- **What is needed**
Please reproduce the entries exactly, skipping each picture.

- Opening Delimiter -

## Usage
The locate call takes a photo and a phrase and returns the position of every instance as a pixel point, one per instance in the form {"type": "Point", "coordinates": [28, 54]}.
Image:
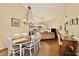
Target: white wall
{"type": "Point", "coordinates": [73, 12]}
{"type": "Point", "coordinates": [7, 11]}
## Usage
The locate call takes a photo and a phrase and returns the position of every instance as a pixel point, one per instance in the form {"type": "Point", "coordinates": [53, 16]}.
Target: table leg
{"type": "Point", "coordinates": [20, 50]}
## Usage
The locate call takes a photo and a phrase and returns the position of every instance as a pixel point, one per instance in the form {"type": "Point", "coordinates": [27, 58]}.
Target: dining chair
{"type": "Point", "coordinates": [12, 49]}
{"type": "Point", "coordinates": [37, 41]}
{"type": "Point", "coordinates": [31, 45]}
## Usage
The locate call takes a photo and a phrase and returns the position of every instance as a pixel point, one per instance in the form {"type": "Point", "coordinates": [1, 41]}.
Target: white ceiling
{"type": "Point", "coordinates": [46, 11]}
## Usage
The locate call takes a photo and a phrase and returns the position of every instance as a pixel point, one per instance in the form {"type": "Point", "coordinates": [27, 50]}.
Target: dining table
{"type": "Point", "coordinates": [21, 41]}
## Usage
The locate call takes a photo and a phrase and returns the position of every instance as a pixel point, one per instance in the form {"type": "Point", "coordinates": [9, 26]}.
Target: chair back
{"type": "Point", "coordinates": [38, 37]}
{"type": "Point", "coordinates": [8, 43]}
{"type": "Point", "coordinates": [33, 38]}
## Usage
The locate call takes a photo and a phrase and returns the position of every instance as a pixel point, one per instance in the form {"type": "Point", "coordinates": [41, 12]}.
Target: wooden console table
{"type": "Point", "coordinates": [68, 48]}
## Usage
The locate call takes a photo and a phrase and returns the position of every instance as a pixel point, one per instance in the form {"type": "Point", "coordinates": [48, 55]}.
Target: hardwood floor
{"type": "Point", "coordinates": [48, 48]}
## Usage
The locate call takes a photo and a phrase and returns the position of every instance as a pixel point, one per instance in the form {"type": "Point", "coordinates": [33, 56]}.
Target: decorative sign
{"type": "Point", "coordinates": [15, 22]}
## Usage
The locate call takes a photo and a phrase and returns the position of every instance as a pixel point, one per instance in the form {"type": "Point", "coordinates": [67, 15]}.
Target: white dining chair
{"type": "Point", "coordinates": [31, 45]}
{"type": "Point", "coordinates": [12, 49]}
{"type": "Point", "coordinates": [37, 41]}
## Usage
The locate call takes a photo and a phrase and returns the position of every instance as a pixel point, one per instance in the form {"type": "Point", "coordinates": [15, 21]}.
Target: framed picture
{"type": "Point", "coordinates": [15, 22]}
{"type": "Point", "coordinates": [71, 21]}
{"type": "Point", "coordinates": [76, 21]}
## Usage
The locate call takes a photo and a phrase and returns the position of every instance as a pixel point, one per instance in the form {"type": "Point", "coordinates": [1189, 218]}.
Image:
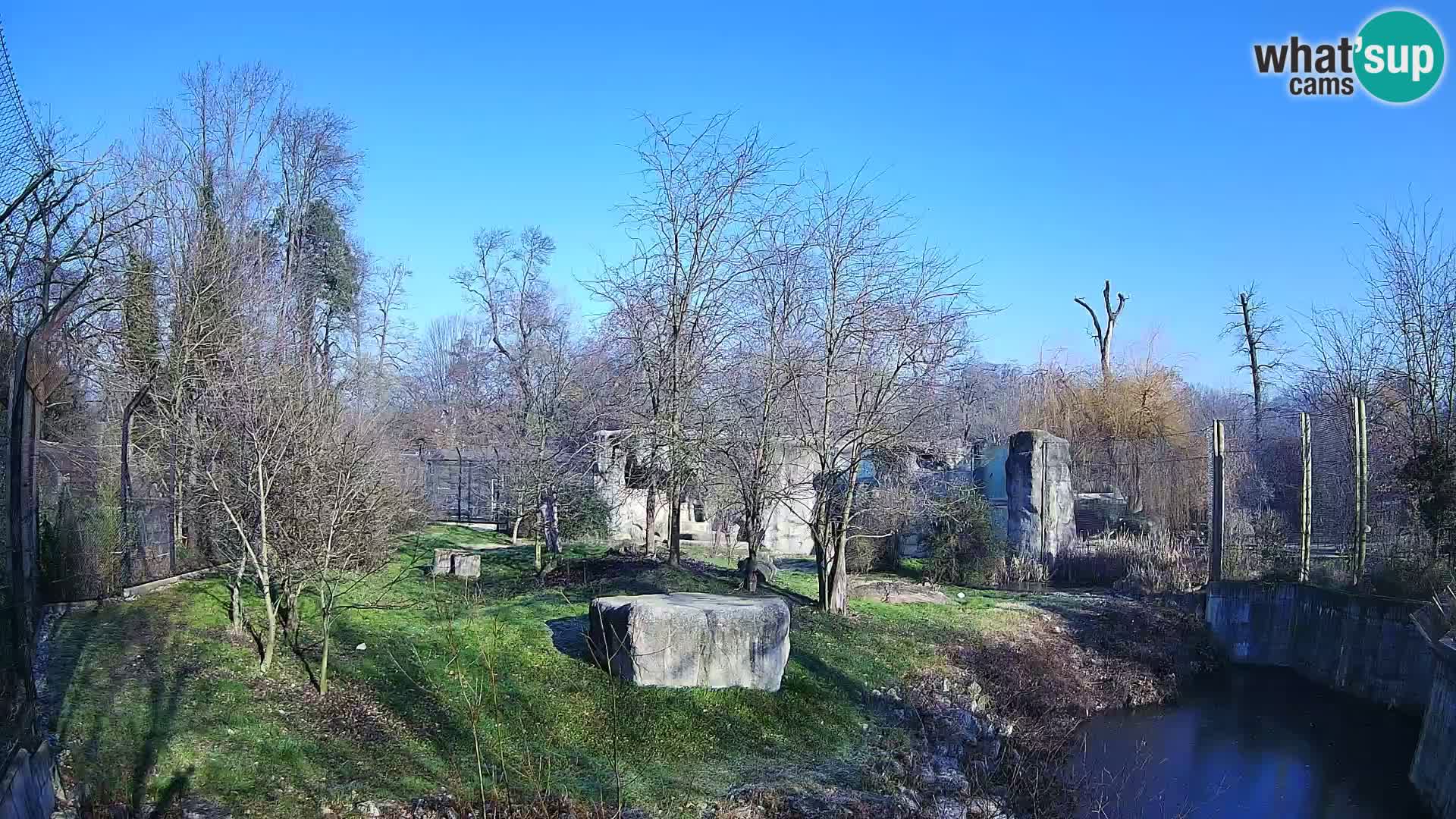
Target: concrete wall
{"type": "Point", "coordinates": [1433, 773]}
{"type": "Point", "coordinates": [28, 786]}
{"type": "Point", "coordinates": [1038, 496]}
{"type": "Point", "coordinates": [1360, 645]}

- Closing Delimiter -

- **Output for this task**
## Usage
The locate call takes a photo and a phrase and returns the position of every instance as a pixel point, one per instance in the form {"type": "Point", "coordinates": [28, 54]}.
Image:
Target: white wall
{"type": "Point", "coordinates": [73, 12]}
{"type": "Point", "coordinates": [7, 11]}
## Usage
The locate call takes a photo and a phrase and returns the position of every instance as a pixel point, one per instance in the form {"type": "Point", "coordinates": [53, 16]}.
Target: table leg
{"type": "Point", "coordinates": [20, 50]}
## Usage
The locate call takes a photo and a phrase and returns the position of every instance as a pixel point, one per instance in the form {"type": "Point", "coordinates": [27, 58]}.
Target: dining chair
{"type": "Point", "coordinates": [12, 49]}
{"type": "Point", "coordinates": [37, 41]}
{"type": "Point", "coordinates": [31, 45]}
## Usage
The locate call takes a photo and a phrase and returns the position of every instance as a pixel point, one per instance in the form {"type": "Point", "coordinates": [1, 41]}.
Target: white ceiling
{"type": "Point", "coordinates": [46, 11]}
## Usage
The locate call takes a photo and a phrase and returns the position of every instance as a pixel point, one per instance in the form {"type": "Point", "coordinates": [27, 50]}.
Target: dining table
{"type": "Point", "coordinates": [21, 41]}
## Usage
The locate call takes a photo and a phrase and returns the position of every instance as a pixel point, one per instance in the form {"type": "Point", "coordinates": [9, 26]}.
Target: chair back
{"type": "Point", "coordinates": [38, 37]}
{"type": "Point", "coordinates": [8, 43]}
{"type": "Point", "coordinates": [33, 38]}
## Usage
The locate call takes a photo and a phrase and returns the position of every instance as a pixel point, one per instance in the form {"type": "Point", "coordinates": [41, 12]}.
Target: wooden console table
{"type": "Point", "coordinates": [68, 48]}
## Usage
The locate call takes a photo and a phrase and returns the position of every instance as a pixel point, one per instance in the form {"type": "Point", "coordinates": [48, 55]}.
Target: hardwood floor
{"type": "Point", "coordinates": [48, 48]}
## Usage
The locate call takes a photo and a phrase and returns the position of every instance as a pixel point, one per instance in the form {"type": "Point", "coordinates": [33, 56]}.
Target: decorative sign
{"type": "Point", "coordinates": [15, 22]}
## Usage
The locate call takes a photo and a phrase and returns the position of every instance as a pixel point, one per instance in the form {"type": "Point", "coordinates": [67, 15]}.
Target: white dining chair
{"type": "Point", "coordinates": [31, 45]}
{"type": "Point", "coordinates": [12, 49]}
{"type": "Point", "coordinates": [37, 41]}
## Usage
The locate call takes a photo and a phrase and returns the position of every instance as a pixel point, one per instance in the form {"type": "Point", "coordinates": [15, 21]}.
Target: framed picture
{"type": "Point", "coordinates": [15, 22]}
{"type": "Point", "coordinates": [71, 21]}
{"type": "Point", "coordinates": [76, 21]}
## Usage
The locate call takes a photo and a phrase and returns the position of every instance as a pixel point, one per instance in the form {"type": "Point", "coordinates": [1189, 218]}.
Image:
Target: concrete wall
{"type": "Point", "coordinates": [1433, 773]}
{"type": "Point", "coordinates": [28, 786]}
{"type": "Point", "coordinates": [1038, 496]}
{"type": "Point", "coordinates": [1360, 645]}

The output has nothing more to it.